====== Exercise materials ======

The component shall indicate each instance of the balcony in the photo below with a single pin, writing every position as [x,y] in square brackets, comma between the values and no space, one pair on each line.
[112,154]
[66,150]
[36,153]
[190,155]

======

Reproduce the material above with "balcony" swapped for "window", leaving every other part unchanged.

→ Worked answer
The component shall indicate each instance of the window in the photo below with a single pin, writing every position as [x,y] in square brackets, comma between the values and no space, one pair on each line.
[112,154]
[66,150]
[36,153]
[190,155]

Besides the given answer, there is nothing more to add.